_EXERCISE DETAILS_: Filter this listing down to the lines that contain the word "instance", and copy them.

_RECORDS SHOWN_:
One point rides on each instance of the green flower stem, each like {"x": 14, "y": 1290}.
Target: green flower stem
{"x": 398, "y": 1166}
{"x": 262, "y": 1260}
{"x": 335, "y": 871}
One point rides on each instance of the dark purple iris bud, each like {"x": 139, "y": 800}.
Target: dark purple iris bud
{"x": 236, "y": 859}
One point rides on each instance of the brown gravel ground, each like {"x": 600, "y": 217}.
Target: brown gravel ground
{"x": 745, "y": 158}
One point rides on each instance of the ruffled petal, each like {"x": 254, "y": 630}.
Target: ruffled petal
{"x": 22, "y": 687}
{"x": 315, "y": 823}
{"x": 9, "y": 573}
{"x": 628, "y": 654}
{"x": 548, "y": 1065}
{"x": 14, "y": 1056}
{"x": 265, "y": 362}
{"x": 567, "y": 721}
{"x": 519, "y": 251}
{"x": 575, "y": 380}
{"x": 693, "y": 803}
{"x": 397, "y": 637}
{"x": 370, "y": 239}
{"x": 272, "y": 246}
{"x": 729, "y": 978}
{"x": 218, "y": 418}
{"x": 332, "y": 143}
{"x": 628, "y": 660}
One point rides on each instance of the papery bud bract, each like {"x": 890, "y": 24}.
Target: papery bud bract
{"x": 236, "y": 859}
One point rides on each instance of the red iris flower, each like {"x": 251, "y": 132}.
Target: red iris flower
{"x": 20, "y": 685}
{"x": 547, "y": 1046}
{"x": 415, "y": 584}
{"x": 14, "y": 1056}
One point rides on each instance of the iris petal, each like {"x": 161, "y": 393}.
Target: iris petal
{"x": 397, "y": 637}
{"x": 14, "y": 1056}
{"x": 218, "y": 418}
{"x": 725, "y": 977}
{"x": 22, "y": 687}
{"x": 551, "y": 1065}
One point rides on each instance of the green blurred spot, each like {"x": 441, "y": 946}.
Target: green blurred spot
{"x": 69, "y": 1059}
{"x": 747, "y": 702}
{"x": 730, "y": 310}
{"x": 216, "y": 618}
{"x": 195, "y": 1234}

_EXERCISE SOLUTION_:
One point rides on each instance of the green flower stem, each like {"x": 14, "y": 1290}.
One point rides on each instance of the dark purple iris bud, each like {"x": 139, "y": 800}.
One point rides on each instance of the brown gravel ground, each like {"x": 600, "y": 217}.
One point rides on each instance of the ruffled petal, each like {"x": 254, "y": 630}.
One point rides on each instance of the papery bud bract, each like {"x": 890, "y": 24}.
One point rides on each instance of the red iris flower, each like {"x": 251, "y": 132}.
One point rides on each instance of the iris petal, each like {"x": 161, "y": 393}.
One point rides on each instance of the green blurred spot, each like {"x": 441, "y": 946}.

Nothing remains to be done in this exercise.